Top of DATA

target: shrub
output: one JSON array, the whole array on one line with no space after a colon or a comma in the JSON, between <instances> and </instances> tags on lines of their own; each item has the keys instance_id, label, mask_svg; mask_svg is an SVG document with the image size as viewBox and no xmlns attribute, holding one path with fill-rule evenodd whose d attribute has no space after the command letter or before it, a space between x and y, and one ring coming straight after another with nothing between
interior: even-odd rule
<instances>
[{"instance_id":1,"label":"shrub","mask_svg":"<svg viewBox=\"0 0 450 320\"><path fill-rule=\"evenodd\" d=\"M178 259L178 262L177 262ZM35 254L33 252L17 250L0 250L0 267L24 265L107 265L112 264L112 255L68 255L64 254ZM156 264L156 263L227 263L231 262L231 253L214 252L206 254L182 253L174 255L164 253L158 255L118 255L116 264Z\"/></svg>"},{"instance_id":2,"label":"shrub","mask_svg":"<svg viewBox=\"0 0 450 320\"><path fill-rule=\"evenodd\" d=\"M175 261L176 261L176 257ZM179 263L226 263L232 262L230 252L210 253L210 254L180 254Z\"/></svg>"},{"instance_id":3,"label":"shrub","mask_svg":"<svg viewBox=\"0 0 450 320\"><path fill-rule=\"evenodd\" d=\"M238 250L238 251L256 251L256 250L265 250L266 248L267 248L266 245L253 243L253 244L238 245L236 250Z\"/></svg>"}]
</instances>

Bottom of DATA

**EXERCISE AIM**
The line containing "output: one JSON" and every line after it, through the end of the records above: output exactly those, and nothing else.

**FINAL ANSWER**
output: one JSON array, the whole array on one line with no space after a colon or a comma in the JSON, between <instances> and </instances> tags on lines of their own; each item has the keys instance_id, label, mask_svg; mask_svg is an SVG document with the image size as viewBox and no xmlns attribute, holding one path with fill-rule evenodd whose d attribute has no space after the command letter or before it, a space between x and y, and one ring coming straight after another with nothing between
interior: even-odd rule
<instances>
[{"instance_id":1,"label":"shrub","mask_svg":"<svg viewBox=\"0 0 450 320\"><path fill-rule=\"evenodd\" d=\"M178 259L178 262L177 262ZM35 254L33 252L17 250L0 250L0 267L24 265L107 265L112 264L112 255L68 255L64 254ZM156 264L156 263L227 263L231 262L231 253L214 252L206 254L182 253L174 255L164 253L158 255L118 255L116 264Z\"/></svg>"},{"instance_id":2,"label":"shrub","mask_svg":"<svg viewBox=\"0 0 450 320\"><path fill-rule=\"evenodd\" d=\"M175 261L176 261L176 257ZM179 263L226 263L232 262L230 252L210 253L210 254L180 254Z\"/></svg>"},{"instance_id":3,"label":"shrub","mask_svg":"<svg viewBox=\"0 0 450 320\"><path fill-rule=\"evenodd\" d=\"M238 250L238 251L256 251L256 250L265 250L266 248L267 248L266 245L253 243L253 244L238 245L236 250Z\"/></svg>"}]
</instances>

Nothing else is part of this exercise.